* _EXERCISE DATA_
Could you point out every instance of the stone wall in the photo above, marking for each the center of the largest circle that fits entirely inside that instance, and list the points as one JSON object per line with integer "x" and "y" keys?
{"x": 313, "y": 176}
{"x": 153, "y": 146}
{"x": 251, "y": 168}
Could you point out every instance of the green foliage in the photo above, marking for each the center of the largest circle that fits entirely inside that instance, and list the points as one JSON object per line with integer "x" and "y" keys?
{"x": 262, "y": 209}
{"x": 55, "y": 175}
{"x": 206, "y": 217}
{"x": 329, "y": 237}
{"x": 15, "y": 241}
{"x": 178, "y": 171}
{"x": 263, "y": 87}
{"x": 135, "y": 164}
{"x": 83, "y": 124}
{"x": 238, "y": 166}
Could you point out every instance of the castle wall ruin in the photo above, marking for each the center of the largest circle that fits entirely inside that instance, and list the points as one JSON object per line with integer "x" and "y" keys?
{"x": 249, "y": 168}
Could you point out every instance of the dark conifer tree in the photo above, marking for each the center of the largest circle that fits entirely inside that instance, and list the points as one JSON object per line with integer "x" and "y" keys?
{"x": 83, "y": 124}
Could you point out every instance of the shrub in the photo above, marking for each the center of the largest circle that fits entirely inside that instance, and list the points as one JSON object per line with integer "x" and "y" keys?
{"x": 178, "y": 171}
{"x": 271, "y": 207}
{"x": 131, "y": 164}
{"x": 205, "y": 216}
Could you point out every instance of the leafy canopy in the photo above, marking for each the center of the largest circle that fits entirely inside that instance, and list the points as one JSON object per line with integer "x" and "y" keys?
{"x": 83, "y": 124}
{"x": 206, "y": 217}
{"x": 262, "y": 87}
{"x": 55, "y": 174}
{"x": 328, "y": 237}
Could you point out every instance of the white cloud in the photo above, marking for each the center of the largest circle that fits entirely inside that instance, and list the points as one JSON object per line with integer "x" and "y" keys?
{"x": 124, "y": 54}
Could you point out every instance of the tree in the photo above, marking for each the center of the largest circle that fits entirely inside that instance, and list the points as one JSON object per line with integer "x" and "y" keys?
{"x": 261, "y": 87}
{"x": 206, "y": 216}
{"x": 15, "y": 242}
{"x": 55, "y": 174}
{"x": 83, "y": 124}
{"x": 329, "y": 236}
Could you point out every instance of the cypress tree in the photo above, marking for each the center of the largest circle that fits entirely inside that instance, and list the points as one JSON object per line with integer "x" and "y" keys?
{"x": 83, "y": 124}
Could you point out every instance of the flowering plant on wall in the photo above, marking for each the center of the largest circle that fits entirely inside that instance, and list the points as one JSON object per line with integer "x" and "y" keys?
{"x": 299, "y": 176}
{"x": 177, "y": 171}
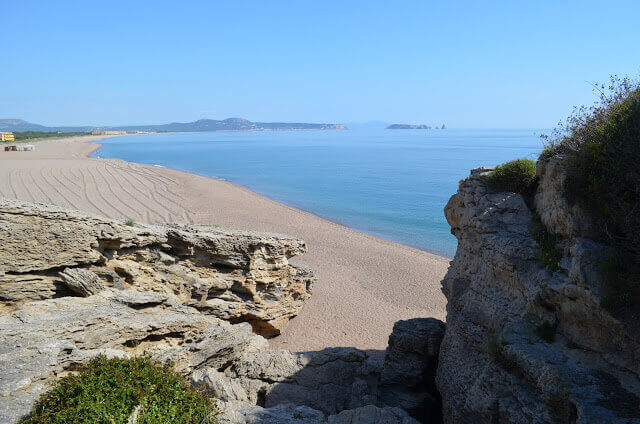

* _TASK DESCRIPTION_
Transcribe each line above verbatim, with the pictures left out.

* _ANSWER AREA_
Could you point out every instance of the stone wall in the photo above, marking for each the center of the largest circle that fits entirely inside that instance, and list the points as one JSON object per line with integer "x" and "y" keys?
{"x": 313, "y": 176}
{"x": 153, "y": 146}
{"x": 251, "y": 168}
Could you point out every instance of the green foliage in the photo above, marking for each the center of the largest circle that fits entirely inside that instance, and list the points as one JSON object per line with integer "x" and "y" keys?
{"x": 262, "y": 209}
{"x": 55, "y": 175}
{"x": 206, "y": 217}
{"x": 329, "y": 237}
{"x": 15, "y": 241}
{"x": 178, "y": 171}
{"x": 263, "y": 87}
{"x": 135, "y": 164}
{"x": 83, "y": 124}
{"x": 238, "y": 166}
Could you point out every instance of the castle wall ruin in the photo above, marking for each the center of the largest circle that fits entirely inside that instance, and list the points as one JSON object per line with integer "x" and "y" keys?
{"x": 249, "y": 168}
Could you point out every instance of the dark conifer tree in the photo above, marking for each the center of the largest circle that fits entirely inside that instance, and list the points as one JSON object per line with integer "x" and "y" keys?
{"x": 83, "y": 124}
Could you point out every instance of the shrub in the photo above, marking for each the center of the largest circle that fits entirely inside that instance, and list the points as one JSON object per line with integer "x" and "y" keys?
{"x": 178, "y": 171}
{"x": 271, "y": 207}
{"x": 131, "y": 164}
{"x": 205, "y": 216}
Could you point out every instance of the leafy canopy in the photo above, marking for each the center of the largest circle that fits entirely inside that instance, and list the points as one JSON object per line with integer "x" and "y" keys?
{"x": 83, "y": 124}
{"x": 206, "y": 217}
{"x": 262, "y": 87}
{"x": 55, "y": 174}
{"x": 328, "y": 237}
Could you point out every instance of the white cloud in the photo above, marking for each the center of the largest circle that fits entirely inside that instance, and list the points as one JSON object per line with integer "x" and "y" keys?
{"x": 124, "y": 54}
Could you point out every instance of the tree in the photo above, marking for each the center of the largest circle that fits entirely inside that instance, and list the points as one JSON object per line with integer "x" and "y" keys?
{"x": 261, "y": 87}
{"x": 206, "y": 216}
{"x": 15, "y": 242}
{"x": 55, "y": 174}
{"x": 83, "y": 124}
{"x": 329, "y": 236}
Could you point out every instance of the cypress tree in the photo above, marking for each the center of the largest circle that fits entirely inside that instance, and list the points as one JSON object per line with integer "x" and "y" keys?
{"x": 83, "y": 124}
Could you point out every instance of the flowering plant on wall in the photo above, marking for each the center of the largest circle that fits entirely inside that instance, and list the points as one JSON object per line with integer "x" and "y" keys?
{"x": 299, "y": 176}
{"x": 177, "y": 171}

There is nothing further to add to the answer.